[Records from a point labeling set]
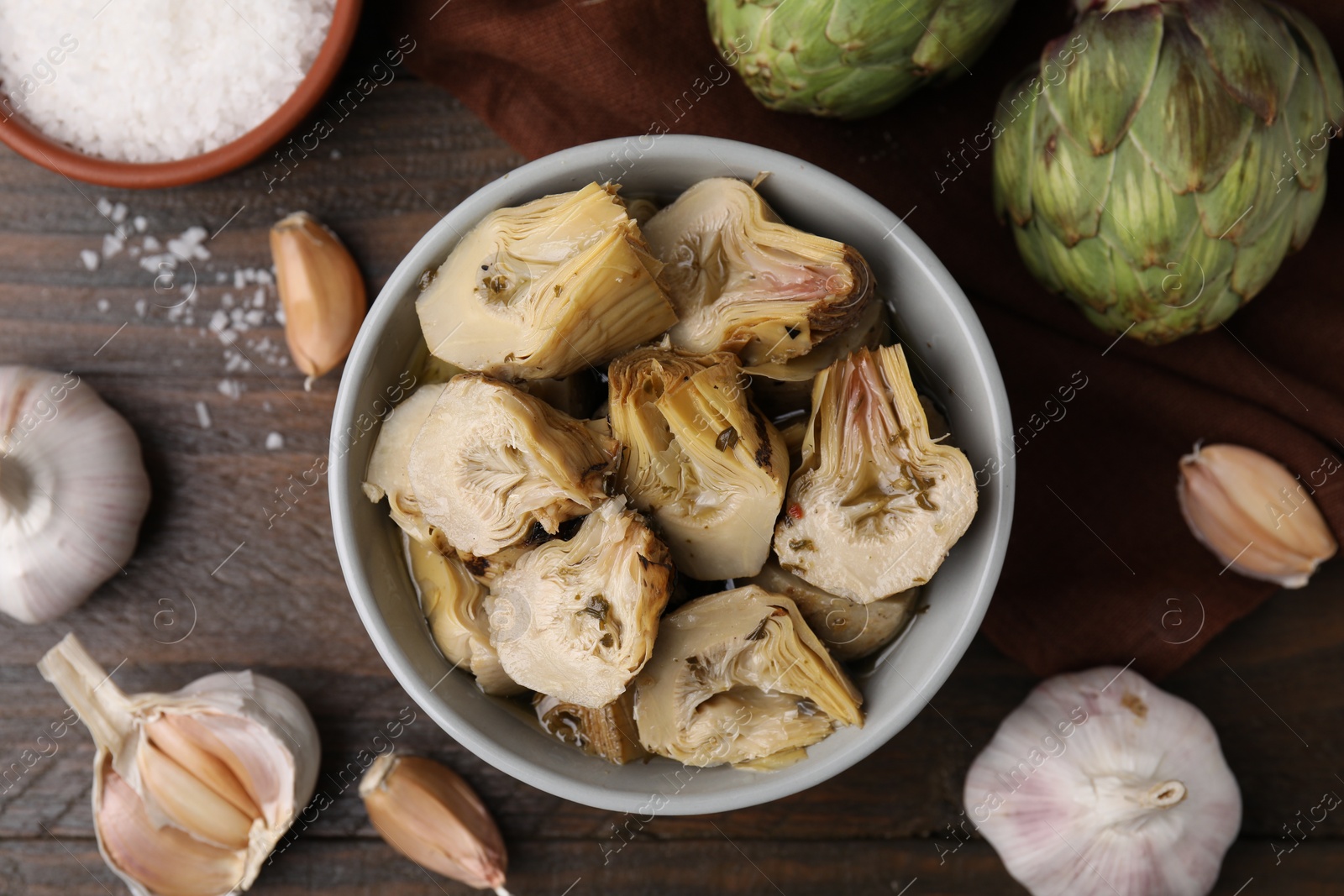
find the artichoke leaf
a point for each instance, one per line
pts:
(389, 466)
(1068, 186)
(454, 604)
(546, 289)
(606, 732)
(1015, 150)
(958, 31)
(877, 504)
(850, 631)
(1308, 128)
(746, 282)
(577, 620)
(1250, 50)
(1191, 130)
(698, 458)
(491, 463)
(1109, 80)
(738, 676)
(1253, 191)
(1308, 35)
(1146, 219)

→ **Work to do**:
Swap "artichoke leaf" for "artichoke bract" in the material above and write it all out again with nothing else changed. Leave the pictures out.

→ **Task result**:
find the artichoke bract
a point for each instance, one per line
pts:
(389, 466)
(1068, 186)
(454, 604)
(546, 289)
(606, 732)
(1015, 150)
(958, 31)
(877, 504)
(850, 631)
(1308, 128)
(746, 282)
(577, 620)
(1250, 50)
(1191, 130)
(698, 458)
(491, 463)
(1109, 80)
(738, 676)
(1253, 191)
(1308, 35)
(1146, 219)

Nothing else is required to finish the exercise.